| ASSIGNMENT |
Render every line of the rows below as a Markdown table with the columns "No." and "Line", numbering the lines in order and skipping blank ones. Leave the pictures out.

Data excerpts
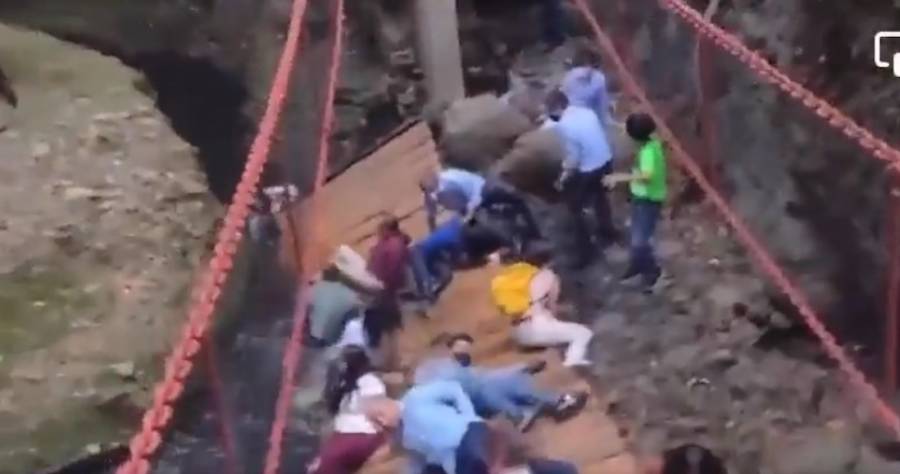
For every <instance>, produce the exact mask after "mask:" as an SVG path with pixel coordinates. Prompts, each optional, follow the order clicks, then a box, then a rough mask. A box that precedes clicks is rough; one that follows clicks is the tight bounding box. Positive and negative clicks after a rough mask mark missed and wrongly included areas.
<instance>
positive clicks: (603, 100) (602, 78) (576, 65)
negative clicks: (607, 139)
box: [562, 45, 612, 128]
mask: <svg viewBox="0 0 900 474" xmlns="http://www.w3.org/2000/svg"><path fill="white" fill-rule="evenodd" d="M562 92H563V93H564V94H565V95H566V97H567V98H568V99H569V103H570V104H571V105H576V106H578V107H585V108H588V109H591V110H593V111H594V113H596V114H597V118H599V119H600V124H601V125H602V126H603V127H604V128H605V127H608V126H609V125H611V124H612V117H611V115H610V108H611V105H612V102H611V101H610V100H609V91H608V90H607V86H606V76H604V75H603V71H601V70H600V57H599V55H598V54H597V52H596V51H595V50H594V49H593V48H591V47H589V46H586V45H585V46H582V47H580V48H579V49H578V50H577V51H576V52H575V57H574V58H573V59H572V68H571V69H569V70H568V71H567V72H566V75H565V77H563V81H562Z"/></svg>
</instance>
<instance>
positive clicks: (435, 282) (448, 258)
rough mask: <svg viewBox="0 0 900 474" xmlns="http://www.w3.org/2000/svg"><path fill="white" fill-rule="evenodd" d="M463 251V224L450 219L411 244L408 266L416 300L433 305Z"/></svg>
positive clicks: (461, 221) (452, 218)
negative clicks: (409, 265)
mask: <svg viewBox="0 0 900 474" xmlns="http://www.w3.org/2000/svg"><path fill="white" fill-rule="evenodd" d="M464 251H465V245H464V243H463V222H462V219H460V218H458V217H453V218H451V219H450V220H448V221H446V222H444V223H443V224H441V225H439V226H437V227H435V229H434V230H433V231H432V232H431V233H430V234H428V236H427V237H425V238H424V239H422V240H420V241H418V242H416V243H415V244H413V246H412V249H411V250H410V262H411V264H412V270H413V276H414V279H415V283H416V288H417V291H418V293H419V296H420V297H422V298H425V299H427V300H428V301H430V302H432V303H433V302H434V301H435V300H436V299H437V296H438V295H439V294H440V292H441V291H443V289H444V288H446V287H447V285H448V284H449V283H450V280H451V279H452V278H453V266H454V263H455V262H457V261H458V260H459V259H460V258H461V255H462V254H463V253H464Z"/></svg>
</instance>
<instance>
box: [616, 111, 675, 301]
mask: <svg viewBox="0 0 900 474" xmlns="http://www.w3.org/2000/svg"><path fill="white" fill-rule="evenodd" d="M625 131H626V132H627V133H628V136H630V137H631V138H632V139H633V140H634V141H635V142H637V144H638V150H637V154H636V157H635V158H636V159H635V165H634V168H633V169H632V172H631V173H617V174H612V175H609V176H607V178H606V179H604V184H606V186H607V187H613V186H615V185H617V184H621V183H629V186H630V188H631V260H630V263H629V265H628V270H627V271H626V272H625V274H624V275H622V280H623V281H630V280H633V279H635V278H637V277H638V276H640V277H641V279H642V283H643V285H644V289H645V291H646V292H652V291H653V289H654V288H655V286H656V283H657V282H658V281H659V279H660V275H661V274H662V272H661V270H660V268H659V264H658V263H657V261H656V256H655V255H654V251H653V243H652V240H653V234H654V232H655V231H656V223H657V222H658V221H659V217H660V213H661V211H662V206H663V203H664V202H665V201H666V194H667V192H668V189H667V185H666V155H665V151H664V149H663V144H662V142H661V141H660V140H659V138H657V137H656V135H655V132H656V123H655V122H654V121H653V118H651V117H650V116H649V115H647V114H644V113H635V114H632V115H630V116H629V117H628V119H627V120H626V121H625Z"/></svg>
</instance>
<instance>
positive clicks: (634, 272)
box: [619, 266, 641, 283]
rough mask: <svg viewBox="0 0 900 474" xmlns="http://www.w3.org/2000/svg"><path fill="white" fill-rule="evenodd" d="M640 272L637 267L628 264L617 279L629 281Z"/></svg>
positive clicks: (632, 278) (624, 280) (620, 281)
mask: <svg viewBox="0 0 900 474" xmlns="http://www.w3.org/2000/svg"><path fill="white" fill-rule="evenodd" d="M640 274H641V272H640V271H638V269H637V268H635V267H633V266H629V267H628V270H627V271H626V272H625V273H623V274H622V276H620V277H619V281H620V282H621V283H630V282H631V281H632V280H634V277H636V276H638V275H640Z"/></svg>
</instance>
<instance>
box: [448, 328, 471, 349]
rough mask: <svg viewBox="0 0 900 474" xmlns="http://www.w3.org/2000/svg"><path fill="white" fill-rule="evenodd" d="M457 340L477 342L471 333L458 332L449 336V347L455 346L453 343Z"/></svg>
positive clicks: (469, 342)
mask: <svg viewBox="0 0 900 474" xmlns="http://www.w3.org/2000/svg"><path fill="white" fill-rule="evenodd" d="M457 341H463V342H468V343H469V344H474V343H475V339H474V338H473V337H472V336H470V335H469V334H467V333H464V332H458V333H454V334H451V335H450V336H448V337H447V347H453V344H456V342H457Z"/></svg>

| TASK ANSWER |
| No. | Line |
|---|---|
| 1 | For every <instance>, produce the exact mask after "mask:" as an SVG path with pixel coordinates. Prompts, each optional, follow the order clicks, then a box, then a rough mask. A box that precedes clicks is rough; one that follows clicks is the tight bounding box. Positive and negative clicks after a rough mask mark missed and wrongly included areas. |
| 2 | <instance> |
| 3 | positive clicks: (603, 100) (602, 78) (576, 65) |
| 4 | negative clicks: (607, 139) |
| 5 | box: [562, 45, 612, 128] |
| 6 | mask: <svg viewBox="0 0 900 474" xmlns="http://www.w3.org/2000/svg"><path fill="white" fill-rule="evenodd" d="M562 92H563V93H564V94H565V95H566V97H567V98H568V99H569V103H570V104H571V105H576V106H578V107H585V108H588V109H591V110H593V111H594V113H596V114H597V118H599V119H600V124H601V125H602V126H603V127H604V128H605V127H608V126H609V125H611V124H612V117H611V115H610V108H611V105H612V102H611V101H610V100H609V91H608V90H607V86H606V76H604V75H603V71H601V70H600V57H599V55H598V54H597V52H596V51H595V50H594V49H593V48H591V47H589V46H586V45H585V46H582V47H580V48H579V49H578V50H577V51H576V52H575V57H574V58H573V59H572V68H571V69H569V70H568V71H567V72H566V75H565V77H563V81H562Z"/></svg> |
| 7 | </instance> |
| 8 | <instance> |
| 9 | positive clicks: (435, 282) (448, 258) |
| 10 | rough mask: <svg viewBox="0 0 900 474" xmlns="http://www.w3.org/2000/svg"><path fill="white" fill-rule="evenodd" d="M463 251V224L450 219L411 244L408 266L416 300L433 305Z"/></svg> |
| 11 | positive clicks: (461, 221) (452, 218) |
| 12 | negative clicks: (409, 265) |
| 13 | mask: <svg viewBox="0 0 900 474" xmlns="http://www.w3.org/2000/svg"><path fill="white" fill-rule="evenodd" d="M464 251H465V245H464V243H463V222H462V219H460V218H458V217H453V218H451V219H450V220H448V221H446V222H444V223H443V224H441V225H439V226H437V227H435V229H434V230H433V231H432V232H431V233H430V234H428V236H427V237H425V238H424V239H422V240H420V241H418V242H416V243H415V244H413V246H412V249H411V250H410V262H411V264H412V270H413V276H414V279H415V283H416V288H417V291H418V293H419V296H420V297H422V298H425V299H427V300H428V301H430V302H432V303H433V302H434V301H435V300H436V299H437V296H438V295H439V294H440V292H441V291H443V289H444V288H446V287H447V285H448V284H449V283H450V280H451V279H452V278H453V266H454V263H455V262H457V261H458V260H459V259H460V258H461V255H462V254H463V253H464Z"/></svg> |
| 14 | </instance> |
| 15 | <instance> |
| 16 | box: [616, 111, 675, 301] |
| 17 | mask: <svg viewBox="0 0 900 474" xmlns="http://www.w3.org/2000/svg"><path fill="white" fill-rule="evenodd" d="M625 131H626V132H627V133H628V136H630V137H631V138H632V139H633V140H634V141H635V142H637V144H638V150H637V154H636V157H635V158H636V159H635V165H634V168H633V169H632V172H631V173H617V174H612V175H609V176H607V178H606V179H604V184H606V186H607V187H613V186H615V185H617V184H621V183H629V186H630V188H631V260H630V263H629V265H628V270H627V271H626V272H625V274H624V275H622V280H623V281H630V280H633V279H635V278H637V277H638V276H640V277H641V279H642V283H643V285H644V289H645V291H646V292H652V291H653V289H654V288H655V286H656V283H657V282H658V281H659V279H660V275H661V274H662V272H661V270H660V268H659V264H658V263H657V261H656V256H655V255H654V251H653V243H652V240H653V234H654V232H655V231H656V223H657V222H658V221H659V217H660V213H661V211H662V206H663V203H664V202H665V201H666V194H667V192H668V189H667V185H666V155H665V151H664V149H663V144H662V142H661V141H660V140H659V138H657V137H656V135H655V132H656V123H655V122H654V121H653V118H651V117H650V116H649V115H647V114H644V113H635V114H632V115H630V116H629V117H628V119H627V120H626V121H625Z"/></svg> |
| 18 | </instance> |
| 19 | <instance> |
| 20 | positive clicks: (634, 272) |
| 21 | box: [619, 266, 641, 283] |
| 22 | rough mask: <svg viewBox="0 0 900 474" xmlns="http://www.w3.org/2000/svg"><path fill="white" fill-rule="evenodd" d="M640 272L637 267L628 264L617 279L629 281Z"/></svg> |
| 23 | positive clicks: (632, 278) (624, 280) (620, 281) |
| 24 | mask: <svg viewBox="0 0 900 474" xmlns="http://www.w3.org/2000/svg"><path fill="white" fill-rule="evenodd" d="M640 274H641V272H640V271H638V269H637V268H635V267H633V266H629V267H628V270H627V271H626V272H625V273H623V274H622V276H620V277H619V281H620V282H621V283H630V282H631V281H632V280H634V277H636V276H638V275H640Z"/></svg> |
| 25 | </instance> |
| 26 | <instance> |
| 27 | box: [448, 328, 471, 349] |
| 28 | rough mask: <svg viewBox="0 0 900 474" xmlns="http://www.w3.org/2000/svg"><path fill="white" fill-rule="evenodd" d="M457 340L477 342L471 333L458 332L449 336V347L455 346L453 343Z"/></svg> |
| 29 | positive clicks: (469, 342) |
| 30 | mask: <svg viewBox="0 0 900 474" xmlns="http://www.w3.org/2000/svg"><path fill="white" fill-rule="evenodd" d="M457 341H463V342H468V343H469V344H474V343H475V339H474V338H473V337H472V336H470V335H469V334H467V333H464V332H458V333H454V334H451V335H450V336H448V337H447V347H453V344H456V342H457Z"/></svg> |